- _SOURCE TEXT_
There's been a lot of interest lately in whether Twitter can be used successfully as a measure of public opinion. Certainly it's cheaper than a real survey, assuming you have the expertise to gather and analyze thousands, or hundreds of thousands, and yes even millions of tweets, as some scholars have done.
This matters not only for scholars, but journalists as well.
So far the results on Twitter are mixed. A German study found an analysis of tweets to be as good as polls in predicting a multi-party election. A million-tweet analysis found Twitter to be both good and not so good, depending on what you were analyzing, in a comparison with traditional U.S. polling data.
There are enormous difficulties in arriving at a suitable, valid, and reliable automated measure of sentiment from tweets. So often what we post is tongue-in-cheek, negative when we mean positive (or vice versa).
In other words, a million tweets may seem to have enormous predictive power. But size isn't everything.
Setting aside the problems with measurement error in any program that analyzes tweets as either positive or negative, let's not forget that while a sample of 100,000 or even a million seems impressive compared to traditional surveys of 1,000 respondents, we've seen big mistakes arise when we confuse the size of our sample with the quality of our sample. In other words, size doesn't always matter.
And for this, I remind you of the infamous 1936 Literary Digest poll.
You can read about it here, or here or a host of other places. The magazine was the Time of its period. The short version: this survey of over a million people predicted Alf Landon, a Republican, would win the 1936 presidential election. None of us remember studying the Landon administration in U.S. history class because, as you may have guessed, there never was a President Landon. Roosevelt won.
The magazine, using a method that had worked for it in the past, sent out over 10 million ballots, got over a million back, and called the election so very wrong. Why? Because a big sample is not the same as a good sample. This was 1936. It was the Depression. The magazine relied on its own subscription rolls, on those who owned cars, who had telephones, and host of other sources that all skewed toward folks during those terrible economic times who could afford such things -- people who tended to vote Republican. Thus, the mag predicted a Landon victory.
Size, then, doesn't always matter.
Twitter is like this. While I like Twitter and use it often, relatively few Americans make use of it, fewer still actively post to the micro-blog, and even if you can glean a million tweets on an election or public issue, the resulting sample is deeply skewed toward the geeky and those who like technology or just enjoy sharing with the world their daily wisdom. That's a lot of sampling error. And we're not even getting into the difficulty of having a computer program decide what's positive or negative in a 140-character-or-less posting.

- _EXERCISE INSTRUCTIONS_
A. Write out the passage on Twitter and opinion polling word for word, from "This matters not" to "size isn't everything.".
B. Pick up the passage on Twitter and opinion polling after its final sentence and keep writing it.

Data items:
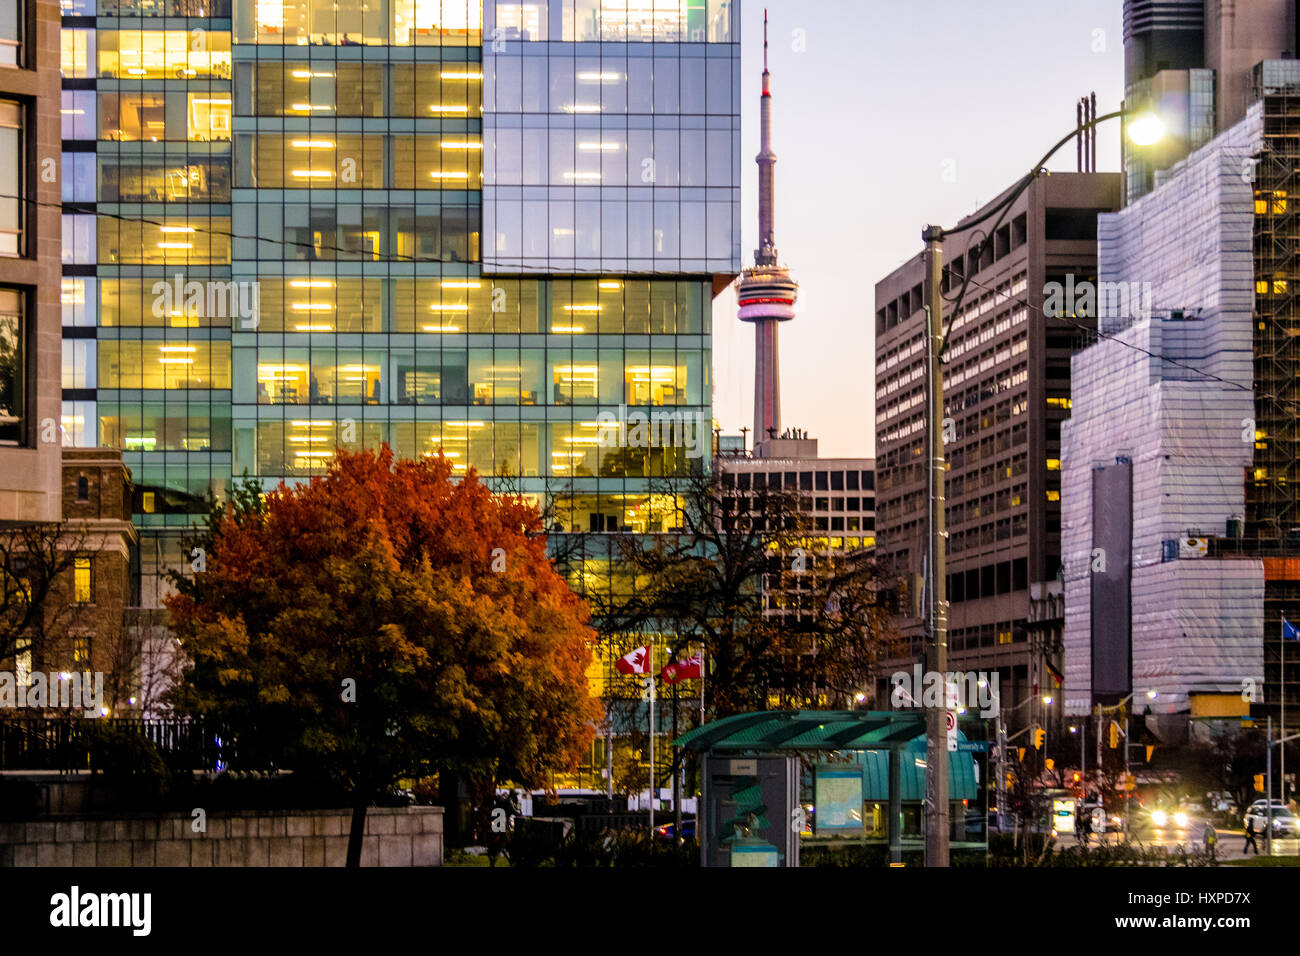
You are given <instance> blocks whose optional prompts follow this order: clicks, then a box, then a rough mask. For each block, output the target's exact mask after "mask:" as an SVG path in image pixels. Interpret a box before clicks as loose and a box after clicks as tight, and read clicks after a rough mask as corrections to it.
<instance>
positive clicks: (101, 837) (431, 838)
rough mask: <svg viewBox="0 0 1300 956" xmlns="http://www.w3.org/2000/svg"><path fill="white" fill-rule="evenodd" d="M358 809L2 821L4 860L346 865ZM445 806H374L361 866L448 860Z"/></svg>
mask: <svg viewBox="0 0 1300 956" xmlns="http://www.w3.org/2000/svg"><path fill="white" fill-rule="evenodd" d="M351 821H352V813H351V810H283V812H252V810H251V812H244V813H212V814H208V818H207V830H205V832H195V831H194V826H192V823H194V818H192V817H191V816H182V814H161V816H139V817H136V816H133V817H117V818H112V819H104V818H99V817H64V818H56V819H42V821H25V822H10V823H5V822H0V866H343V864H344V862H346V860H347V832H348V829H350V826H351ZM441 865H442V808H441V806H399V808H370V810H369V812H368V813H367V814H365V836H364V838H363V843H361V866H441Z"/></svg>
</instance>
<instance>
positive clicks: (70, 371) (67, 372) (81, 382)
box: [62, 338, 96, 389]
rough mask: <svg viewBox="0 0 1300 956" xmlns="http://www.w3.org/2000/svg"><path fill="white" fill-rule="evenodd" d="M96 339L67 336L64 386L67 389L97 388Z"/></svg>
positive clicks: (65, 354)
mask: <svg viewBox="0 0 1300 956" xmlns="http://www.w3.org/2000/svg"><path fill="white" fill-rule="evenodd" d="M95 371H96V365H95V339H94V338H65V339H64V373H62V386H64V388H65V389H92V388H95Z"/></svg>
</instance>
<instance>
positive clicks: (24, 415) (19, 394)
mask: <svg viewBox="0 0 1300 956" xmlns="http://www.w3.org/2000/svg"><path fill="white" fill-rule="evenodd" d="M23 306H25V303H23V294H22V293H21V291H18V290H17V289H4V287H0V445H19V444H22V440H23V427H25V424H26V423H25V419H26V392H27V375H26V365H27V349H26V321H25V316H23V311H25V310H23Z"/></svg>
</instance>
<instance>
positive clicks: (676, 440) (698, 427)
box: [595, 405, 712, 458]
mask: <svg viewBox="0 0 1300 956" xmlns="http://www.w3.org/2000/svg"><path fill="white" fill-rule="evenodd" d="M595 420H597V425H598V428H599V431H601V434H599V438H598V441H599V444H601V447H603V449H610V447H630V449H649V447H684V449H685V450H686V458H703V457H705V446H706V442H708V441H711V438H712V431H711V428H710V424H711V423H710V421H707V420H706V419H705V414H703V412H701V411H693V412H685V411H651V412H650V414H646V412H643V411H632V412H629V411H628V406H625V405H620V406H619V412H617V415H615V414H614V412H612V411H602V412H601V414H599V415H597V416H595Z"/></svg>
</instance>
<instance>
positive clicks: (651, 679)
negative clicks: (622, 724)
mask: <svg viewBox="0 0 1300 956" xmlns="http://www.w3.org/2000/svg"><path fill="white" fill-rule="evenodd" d="M654 684H655V680H654V637H651V639H650V790H649V795H650V839H651V840H654Z"/></svg>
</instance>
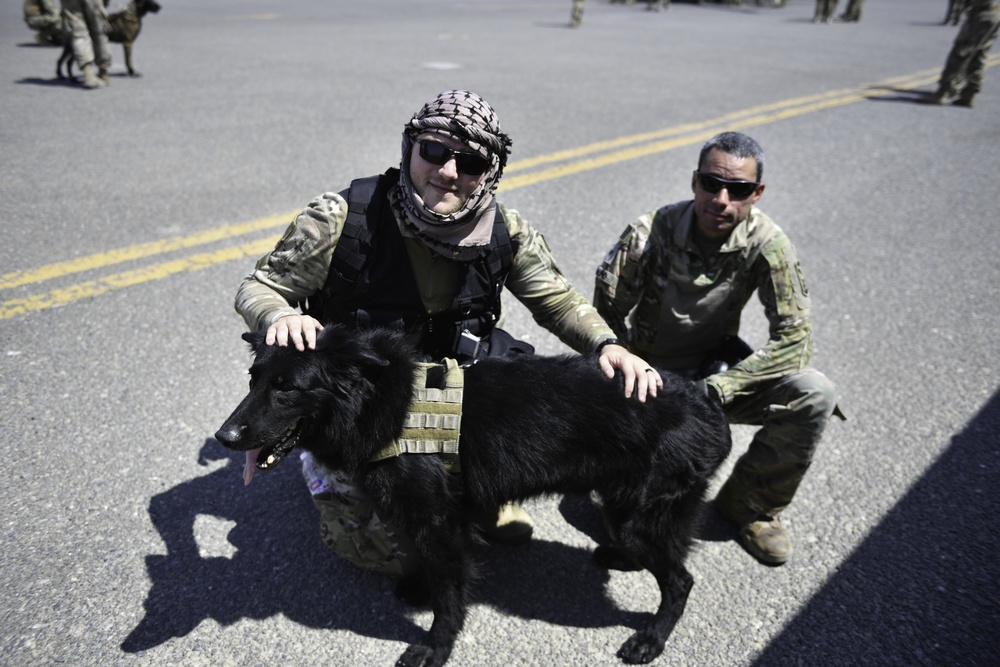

- _EXPECTED RESULTS_
A.
This matters not only for scholars, but journalists as well.
So far the results on Twitter are mixed. A German study found an analysis of tweets to be as good as polls in predicting a multi-party election. A million-tweet analysis found Twitter to be both good and not so good, depending on what you were analyzing, in a comparison with traditional U.S. polling data.
There are enormous difficulties in arriving at a suitable, valid, and reliable automated measure of sentiment from tweets. So often what we post is tongue-in-cheek, negative when we mean positive (or vice versa).
In other words, a million tweets may seem to have enormous predictive power. But size isn't everything.

B.
There are a lot of interesting uses for Twitter -- how people respond in real-time to a television program or sporting event or even breaking news. As a measure, by itself, of public opinion? No. Unless, of course, you learned nothing from the Literary Digest. Journalists and scholars alike need to keep this in mind when using Twitter as the source of all knowledge, at least when it comes to evaluating what people think.
And now for my defense of Twitter -- as a measure of public opinion.
Yes, you read that right. While this deserves a more in-depth analysis than I can do here, Twitter in many ways resembles what we classically think of as public opinion. Since the 1940s or so, as polling technology grew more sophisticated, we've tended to define public opinion as that which public opinion polls measure. Circular, to be sure, a definition driven by polling methodology and not by sound theoretical reasoning.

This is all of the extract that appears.